Problem to work on
Copy out exactly every line from the line containing "the white bench" until the records below end, inclusive of both boundary lines.

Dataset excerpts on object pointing
--- Start ---

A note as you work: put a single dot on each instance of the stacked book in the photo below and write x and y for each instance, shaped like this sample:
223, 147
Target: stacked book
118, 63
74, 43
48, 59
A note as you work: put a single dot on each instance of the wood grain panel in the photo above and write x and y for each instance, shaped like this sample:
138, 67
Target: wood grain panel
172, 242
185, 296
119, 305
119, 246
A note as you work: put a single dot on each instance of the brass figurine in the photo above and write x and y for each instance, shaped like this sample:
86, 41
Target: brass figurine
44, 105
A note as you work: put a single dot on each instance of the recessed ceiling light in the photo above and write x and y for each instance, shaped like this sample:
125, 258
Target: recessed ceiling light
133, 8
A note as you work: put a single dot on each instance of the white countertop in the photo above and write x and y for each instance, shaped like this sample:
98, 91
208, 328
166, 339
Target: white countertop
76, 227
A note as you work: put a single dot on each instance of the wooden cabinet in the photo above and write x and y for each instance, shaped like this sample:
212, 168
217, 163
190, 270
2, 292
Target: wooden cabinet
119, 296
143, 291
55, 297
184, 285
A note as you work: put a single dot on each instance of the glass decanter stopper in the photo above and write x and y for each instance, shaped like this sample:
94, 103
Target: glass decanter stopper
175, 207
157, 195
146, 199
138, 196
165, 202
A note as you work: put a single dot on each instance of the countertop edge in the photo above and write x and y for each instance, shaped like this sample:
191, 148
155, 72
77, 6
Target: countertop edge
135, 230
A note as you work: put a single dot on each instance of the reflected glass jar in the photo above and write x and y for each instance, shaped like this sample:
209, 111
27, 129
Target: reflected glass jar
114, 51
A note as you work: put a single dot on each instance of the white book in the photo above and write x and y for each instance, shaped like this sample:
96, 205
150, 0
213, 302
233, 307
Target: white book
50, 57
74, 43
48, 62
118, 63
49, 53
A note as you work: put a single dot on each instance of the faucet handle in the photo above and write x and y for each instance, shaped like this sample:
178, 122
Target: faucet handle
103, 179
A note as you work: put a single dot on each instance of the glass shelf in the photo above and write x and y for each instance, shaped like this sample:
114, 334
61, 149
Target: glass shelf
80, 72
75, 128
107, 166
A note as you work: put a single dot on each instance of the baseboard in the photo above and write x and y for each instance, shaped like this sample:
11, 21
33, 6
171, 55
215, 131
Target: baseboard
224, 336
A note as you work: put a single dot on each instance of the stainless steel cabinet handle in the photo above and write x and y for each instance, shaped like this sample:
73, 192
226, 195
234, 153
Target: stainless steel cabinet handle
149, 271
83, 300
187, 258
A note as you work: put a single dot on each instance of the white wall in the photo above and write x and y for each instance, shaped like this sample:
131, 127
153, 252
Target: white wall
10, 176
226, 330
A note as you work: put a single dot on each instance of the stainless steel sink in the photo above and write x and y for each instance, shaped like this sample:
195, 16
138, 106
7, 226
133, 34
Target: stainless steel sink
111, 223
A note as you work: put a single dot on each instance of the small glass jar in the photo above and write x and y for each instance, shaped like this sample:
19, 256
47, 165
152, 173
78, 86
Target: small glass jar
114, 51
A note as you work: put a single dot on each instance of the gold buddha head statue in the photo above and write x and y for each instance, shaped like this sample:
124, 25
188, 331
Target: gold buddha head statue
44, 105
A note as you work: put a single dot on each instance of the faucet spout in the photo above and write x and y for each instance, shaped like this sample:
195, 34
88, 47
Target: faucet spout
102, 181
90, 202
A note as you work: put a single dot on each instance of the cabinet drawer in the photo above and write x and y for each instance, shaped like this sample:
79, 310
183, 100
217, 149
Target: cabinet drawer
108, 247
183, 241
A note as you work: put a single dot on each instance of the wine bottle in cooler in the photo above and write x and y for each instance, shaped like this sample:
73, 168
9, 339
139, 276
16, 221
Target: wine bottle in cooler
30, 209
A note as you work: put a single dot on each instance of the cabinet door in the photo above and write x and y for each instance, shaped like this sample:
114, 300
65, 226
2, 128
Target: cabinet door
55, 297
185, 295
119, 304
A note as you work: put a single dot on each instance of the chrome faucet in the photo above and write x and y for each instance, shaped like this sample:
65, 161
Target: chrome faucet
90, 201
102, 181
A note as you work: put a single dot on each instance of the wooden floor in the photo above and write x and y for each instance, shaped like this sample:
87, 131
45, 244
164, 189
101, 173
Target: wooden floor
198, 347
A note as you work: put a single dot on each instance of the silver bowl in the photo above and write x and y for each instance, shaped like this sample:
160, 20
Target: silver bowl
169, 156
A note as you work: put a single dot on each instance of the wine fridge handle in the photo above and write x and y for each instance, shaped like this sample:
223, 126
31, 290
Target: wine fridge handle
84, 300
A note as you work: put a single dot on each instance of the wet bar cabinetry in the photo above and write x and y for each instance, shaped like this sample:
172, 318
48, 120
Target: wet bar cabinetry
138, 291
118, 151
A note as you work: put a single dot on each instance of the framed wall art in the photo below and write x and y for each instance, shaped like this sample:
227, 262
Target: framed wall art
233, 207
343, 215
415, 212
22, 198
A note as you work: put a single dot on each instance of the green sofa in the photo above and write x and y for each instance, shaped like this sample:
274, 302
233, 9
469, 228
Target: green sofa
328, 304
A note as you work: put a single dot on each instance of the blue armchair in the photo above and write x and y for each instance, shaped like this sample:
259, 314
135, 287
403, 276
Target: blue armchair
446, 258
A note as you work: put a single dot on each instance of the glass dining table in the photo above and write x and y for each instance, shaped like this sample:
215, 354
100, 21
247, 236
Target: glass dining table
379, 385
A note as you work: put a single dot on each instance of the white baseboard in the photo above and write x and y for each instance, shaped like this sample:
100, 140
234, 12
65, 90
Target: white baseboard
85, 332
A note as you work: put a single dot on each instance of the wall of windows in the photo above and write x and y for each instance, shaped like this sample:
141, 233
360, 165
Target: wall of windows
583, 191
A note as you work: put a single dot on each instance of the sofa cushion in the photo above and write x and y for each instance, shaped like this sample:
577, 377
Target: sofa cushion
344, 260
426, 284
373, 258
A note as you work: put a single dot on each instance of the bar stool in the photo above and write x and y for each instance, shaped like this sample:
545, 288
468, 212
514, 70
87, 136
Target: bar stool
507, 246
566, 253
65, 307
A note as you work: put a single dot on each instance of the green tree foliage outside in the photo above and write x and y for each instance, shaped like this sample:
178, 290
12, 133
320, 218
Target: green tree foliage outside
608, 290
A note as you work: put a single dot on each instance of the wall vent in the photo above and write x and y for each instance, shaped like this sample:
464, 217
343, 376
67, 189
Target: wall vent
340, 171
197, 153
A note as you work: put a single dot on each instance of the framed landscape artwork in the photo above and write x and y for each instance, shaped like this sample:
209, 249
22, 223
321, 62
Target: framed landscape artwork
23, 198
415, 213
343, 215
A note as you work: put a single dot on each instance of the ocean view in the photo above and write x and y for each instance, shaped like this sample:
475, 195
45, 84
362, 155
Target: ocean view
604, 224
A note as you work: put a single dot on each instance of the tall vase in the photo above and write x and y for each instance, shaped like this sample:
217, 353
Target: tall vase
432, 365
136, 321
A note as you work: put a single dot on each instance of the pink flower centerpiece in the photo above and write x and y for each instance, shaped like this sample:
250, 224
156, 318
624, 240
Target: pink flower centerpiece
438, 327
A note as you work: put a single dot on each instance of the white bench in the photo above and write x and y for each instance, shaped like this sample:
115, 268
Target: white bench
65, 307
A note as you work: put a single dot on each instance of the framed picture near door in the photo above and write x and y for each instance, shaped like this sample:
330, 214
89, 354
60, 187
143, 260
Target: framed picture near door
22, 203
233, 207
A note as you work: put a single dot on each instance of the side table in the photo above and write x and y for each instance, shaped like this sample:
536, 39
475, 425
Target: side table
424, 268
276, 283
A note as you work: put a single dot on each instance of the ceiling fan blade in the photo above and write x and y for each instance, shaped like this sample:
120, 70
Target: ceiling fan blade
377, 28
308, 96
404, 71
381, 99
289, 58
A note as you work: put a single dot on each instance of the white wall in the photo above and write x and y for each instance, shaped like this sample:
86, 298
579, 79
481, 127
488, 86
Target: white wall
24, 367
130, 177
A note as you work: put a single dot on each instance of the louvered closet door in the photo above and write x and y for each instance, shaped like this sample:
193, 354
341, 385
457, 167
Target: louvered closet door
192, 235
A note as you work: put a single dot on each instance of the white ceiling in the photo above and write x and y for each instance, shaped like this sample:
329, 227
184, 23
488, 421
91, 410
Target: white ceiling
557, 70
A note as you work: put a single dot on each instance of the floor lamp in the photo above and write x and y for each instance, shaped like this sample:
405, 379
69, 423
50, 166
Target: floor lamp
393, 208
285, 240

--- End ---

Output of the task
A note as you work: put a single dot on each instance of the white bench in the photo above and write x and y for each instance, shaped like this sample:
115, 268
Target: white bench
65, 307
A note as you work: put a single dot on each instance of the framed picture near door in the photo above and write x and y for each instance, shaped like this sample:
330, 214
89, 354
60, 187
143, 260
Target: framed picture near door
22, 203
233, 207
A note as you work: put a single dot on each instance of the side table in the photo above and write x and y for each instance, shaped like this sample:
536, 39
475, 425
Target: side table
424, 268
276, 283
A note as you work: put a single dot on each instance of the ceiling fan blade in the photo above and write x and y for each instance, shaped like this sample:
120, 70
Target: ceiling fan blade
377, 28
308, 96
404, 71
381, 99
289, 58
A note as you work: put a single dot on each instance of the white wall in the photo above and write x and y for each instance, shaped like this sample:
86, 298
579, 79
481, 127
488, 86
Target: white wall
24, 367
130, 177
A note as you work: put a single dot on each instance of the louvered closet door in the photo above and write x and y for each instance, shaped like this sample:
193, 354
341, 385
457, 167
Target: louvered closet door
192, 235
A note as you work: put a single dot on each instance of the white ceiling in the photo above and write x and y for each instance, shaped like this sample:
329, 227
184, 23
488, 421
91, 410
Target: white ceiling
557, 70
A note as you work: put a single dot on each instance of the floor lamp in the photo above and write x and y for each instance, shaped like this sample:
405, 379
69, 423
50, 166
Target: floor lamp
393, 208
285, 240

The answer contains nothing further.